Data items
+++

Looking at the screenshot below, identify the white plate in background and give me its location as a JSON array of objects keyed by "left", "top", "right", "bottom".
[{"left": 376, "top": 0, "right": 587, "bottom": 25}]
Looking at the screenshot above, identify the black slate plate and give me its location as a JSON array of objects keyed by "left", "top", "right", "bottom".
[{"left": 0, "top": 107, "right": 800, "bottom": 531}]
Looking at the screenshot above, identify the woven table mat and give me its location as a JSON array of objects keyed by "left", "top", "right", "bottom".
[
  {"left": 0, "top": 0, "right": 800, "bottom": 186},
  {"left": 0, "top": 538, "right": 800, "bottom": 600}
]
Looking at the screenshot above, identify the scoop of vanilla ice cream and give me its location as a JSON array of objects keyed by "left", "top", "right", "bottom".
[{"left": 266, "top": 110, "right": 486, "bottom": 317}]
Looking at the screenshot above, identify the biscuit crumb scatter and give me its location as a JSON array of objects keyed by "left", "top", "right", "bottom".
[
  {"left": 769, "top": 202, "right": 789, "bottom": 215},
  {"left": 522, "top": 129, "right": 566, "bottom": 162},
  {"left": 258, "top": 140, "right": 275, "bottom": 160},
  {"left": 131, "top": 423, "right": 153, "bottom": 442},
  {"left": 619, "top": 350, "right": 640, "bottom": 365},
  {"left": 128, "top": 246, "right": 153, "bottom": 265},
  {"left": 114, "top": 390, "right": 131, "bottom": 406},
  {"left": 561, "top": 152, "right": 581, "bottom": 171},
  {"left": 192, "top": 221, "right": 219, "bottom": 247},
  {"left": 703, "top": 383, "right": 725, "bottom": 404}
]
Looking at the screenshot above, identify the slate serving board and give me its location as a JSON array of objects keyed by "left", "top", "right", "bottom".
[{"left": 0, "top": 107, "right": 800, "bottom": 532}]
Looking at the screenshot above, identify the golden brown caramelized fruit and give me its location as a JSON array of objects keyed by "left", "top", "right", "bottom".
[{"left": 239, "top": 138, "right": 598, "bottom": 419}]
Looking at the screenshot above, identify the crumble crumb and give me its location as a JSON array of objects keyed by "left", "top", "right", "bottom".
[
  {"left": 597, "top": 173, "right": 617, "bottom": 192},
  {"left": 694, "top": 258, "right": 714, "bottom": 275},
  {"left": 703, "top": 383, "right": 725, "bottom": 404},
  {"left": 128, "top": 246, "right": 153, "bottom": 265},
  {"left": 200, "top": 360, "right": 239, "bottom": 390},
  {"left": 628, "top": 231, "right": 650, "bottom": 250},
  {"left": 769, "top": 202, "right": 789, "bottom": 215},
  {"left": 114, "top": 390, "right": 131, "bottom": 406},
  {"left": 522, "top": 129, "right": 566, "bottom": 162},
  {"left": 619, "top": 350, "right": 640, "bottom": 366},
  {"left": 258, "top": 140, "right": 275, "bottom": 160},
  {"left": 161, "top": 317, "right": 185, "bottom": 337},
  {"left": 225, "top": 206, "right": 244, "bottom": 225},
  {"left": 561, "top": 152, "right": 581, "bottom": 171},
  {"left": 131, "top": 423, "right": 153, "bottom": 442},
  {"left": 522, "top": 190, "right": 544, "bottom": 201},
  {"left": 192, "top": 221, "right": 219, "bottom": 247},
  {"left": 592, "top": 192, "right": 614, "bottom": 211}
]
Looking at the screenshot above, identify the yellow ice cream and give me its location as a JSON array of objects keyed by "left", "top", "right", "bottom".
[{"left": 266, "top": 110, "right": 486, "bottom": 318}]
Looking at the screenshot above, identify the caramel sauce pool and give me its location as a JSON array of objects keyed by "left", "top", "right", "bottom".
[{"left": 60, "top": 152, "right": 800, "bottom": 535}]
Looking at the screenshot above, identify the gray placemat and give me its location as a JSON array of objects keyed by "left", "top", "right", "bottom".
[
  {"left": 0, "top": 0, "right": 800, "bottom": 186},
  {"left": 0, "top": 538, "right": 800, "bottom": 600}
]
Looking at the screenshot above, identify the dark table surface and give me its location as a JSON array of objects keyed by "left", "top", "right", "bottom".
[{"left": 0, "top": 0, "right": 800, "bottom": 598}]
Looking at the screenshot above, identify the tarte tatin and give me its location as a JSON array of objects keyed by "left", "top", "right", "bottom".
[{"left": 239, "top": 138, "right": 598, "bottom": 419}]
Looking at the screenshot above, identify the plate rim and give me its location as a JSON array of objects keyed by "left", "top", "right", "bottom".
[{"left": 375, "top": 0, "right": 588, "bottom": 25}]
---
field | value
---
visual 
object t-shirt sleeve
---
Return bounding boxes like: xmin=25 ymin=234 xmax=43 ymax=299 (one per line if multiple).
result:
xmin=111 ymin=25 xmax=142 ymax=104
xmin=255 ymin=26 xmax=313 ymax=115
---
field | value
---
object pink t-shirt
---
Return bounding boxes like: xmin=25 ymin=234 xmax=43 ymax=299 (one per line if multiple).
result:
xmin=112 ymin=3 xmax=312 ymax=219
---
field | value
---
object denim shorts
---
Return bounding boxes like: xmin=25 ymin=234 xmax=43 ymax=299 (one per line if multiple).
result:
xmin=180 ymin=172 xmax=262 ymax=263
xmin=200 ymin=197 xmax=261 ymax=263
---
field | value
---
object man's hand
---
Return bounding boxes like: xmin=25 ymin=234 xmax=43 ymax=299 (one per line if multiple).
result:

+++

● Job
Report each line of the data above that contains the string "shirt".

● Exercise answer
object t-shirt sleeve
object pink t-shirt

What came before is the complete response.